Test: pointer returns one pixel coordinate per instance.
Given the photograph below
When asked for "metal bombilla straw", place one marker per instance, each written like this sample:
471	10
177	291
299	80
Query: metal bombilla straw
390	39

########

Set out every line of the records above as a numbered list, skipping any blank lines.

1. Test: pointer returns one pixel coordinate per instance.
2. Given the photograph below
3. When asked for "metal bombilla straw", place one marker per instance, each written like this sample:
4. 471	10
5. 177	291
6. 299	80
7. Query: metal bombilla straw
8. 390	39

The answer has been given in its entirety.